### SUPPLIED TEXT
---+---

I instantly recognized the evidence.  They were back.  My heartrate sped up. “This time will be different,” I told myself. This time I know what I’m dealing with.

Three years ago I noticed a few. I was curious. I admired their beauty.  The next day there were more, and along with them large swaths of once lush green leaves turned to delicate skeletons of crumbling brown. A week later, the geraniums, petunias, and hibiscus were gone.

It was the worst infestation in years.  Iridescent emerald green with bronze wings, Japanese beetles are pretty and little. They practically glow when they are in a favorite spot—summer sunlight—eating a favorite food: roses. My rooftop garden provides both.

The recommended way to be rid of these pesky pests is pick them off by hand and place them in a bucket of water. I was determined to do everything in my power not to let these tiny shiny creatures destroy what I had been working for months to create.

There was about to be a lot of sacred beetle burial baths.

With only about 40 days from birth to death, they waste no time in eating, reproducing and eating and reproducing as quickly as they can. Like us, they’re just fighting for survival.

This year, they’d begun their battle on my defenseless miniature tangerine roses. Overnight leaves were riddled with holes and petite blooms gobbled. This year I vowed to beat the beetles in the battle.

Showing off their shine in the early morning sun (best to get them before they’re really awake), they are easy to spot. I pick one with my bare had. It jumps. I jump. I pick another. In the single second that my hand travels to the bucket, the beetle begins to flap its wings in panic. I panic. I open my hand and it flies to freedom.

 The flutter of this defenseless insect who was about to die had me reacting as though it were a tiger jumping out from the bushes about to devour me. Such are the neuropathways of the brain. Wired for survival, they remember that some bugs and some sudden movements can kill us.

---+---

### MATERIAL PROVIDED
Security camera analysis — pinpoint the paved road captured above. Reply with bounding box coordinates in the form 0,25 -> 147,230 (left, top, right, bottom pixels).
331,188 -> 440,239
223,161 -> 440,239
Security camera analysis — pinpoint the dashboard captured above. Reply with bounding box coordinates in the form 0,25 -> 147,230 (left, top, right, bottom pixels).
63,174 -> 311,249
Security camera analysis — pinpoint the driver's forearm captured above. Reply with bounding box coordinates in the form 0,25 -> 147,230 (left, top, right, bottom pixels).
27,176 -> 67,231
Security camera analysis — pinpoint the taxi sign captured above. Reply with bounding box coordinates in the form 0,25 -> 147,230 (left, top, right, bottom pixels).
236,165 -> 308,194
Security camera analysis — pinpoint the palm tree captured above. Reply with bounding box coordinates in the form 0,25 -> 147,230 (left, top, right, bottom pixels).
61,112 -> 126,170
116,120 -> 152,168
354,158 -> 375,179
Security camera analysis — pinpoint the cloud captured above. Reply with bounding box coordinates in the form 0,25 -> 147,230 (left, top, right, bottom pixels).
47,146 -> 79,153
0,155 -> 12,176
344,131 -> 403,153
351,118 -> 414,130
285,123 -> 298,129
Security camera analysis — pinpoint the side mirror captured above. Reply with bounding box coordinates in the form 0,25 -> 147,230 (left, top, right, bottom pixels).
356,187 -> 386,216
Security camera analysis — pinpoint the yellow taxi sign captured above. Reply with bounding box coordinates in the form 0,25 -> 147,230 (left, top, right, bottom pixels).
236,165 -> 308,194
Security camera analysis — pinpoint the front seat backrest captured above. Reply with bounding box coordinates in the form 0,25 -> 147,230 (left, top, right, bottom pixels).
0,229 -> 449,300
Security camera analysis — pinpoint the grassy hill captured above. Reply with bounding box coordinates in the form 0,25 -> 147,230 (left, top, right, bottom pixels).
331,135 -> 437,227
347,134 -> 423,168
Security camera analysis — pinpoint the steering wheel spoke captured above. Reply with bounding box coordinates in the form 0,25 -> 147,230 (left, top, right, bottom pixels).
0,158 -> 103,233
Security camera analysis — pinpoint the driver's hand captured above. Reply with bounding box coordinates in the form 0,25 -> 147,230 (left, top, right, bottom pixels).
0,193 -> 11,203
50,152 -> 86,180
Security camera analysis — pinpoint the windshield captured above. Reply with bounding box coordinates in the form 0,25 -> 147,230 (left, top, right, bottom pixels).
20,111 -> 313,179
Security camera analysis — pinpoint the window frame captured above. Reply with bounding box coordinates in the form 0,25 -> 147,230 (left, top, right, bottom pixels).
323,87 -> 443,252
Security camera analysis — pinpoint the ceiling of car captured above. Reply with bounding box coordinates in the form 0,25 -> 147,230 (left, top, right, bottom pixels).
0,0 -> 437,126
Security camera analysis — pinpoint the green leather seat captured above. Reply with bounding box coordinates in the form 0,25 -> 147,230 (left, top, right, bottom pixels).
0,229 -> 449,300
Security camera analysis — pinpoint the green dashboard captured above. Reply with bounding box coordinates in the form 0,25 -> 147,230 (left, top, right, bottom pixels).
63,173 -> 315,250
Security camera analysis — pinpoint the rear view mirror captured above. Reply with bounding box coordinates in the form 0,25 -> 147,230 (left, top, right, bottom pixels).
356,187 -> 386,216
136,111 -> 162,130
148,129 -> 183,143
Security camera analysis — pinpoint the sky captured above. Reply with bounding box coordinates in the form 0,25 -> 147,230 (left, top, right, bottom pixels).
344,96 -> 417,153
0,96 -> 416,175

---+---

### TASK DIRECTIONS
In the essay on Japanese beetles, what method is recommended for getting rid of the beetles? The rows play no part in the work here.

### EXERCISE OUTPUT
Pick them off by hand and place them in a bucket of water.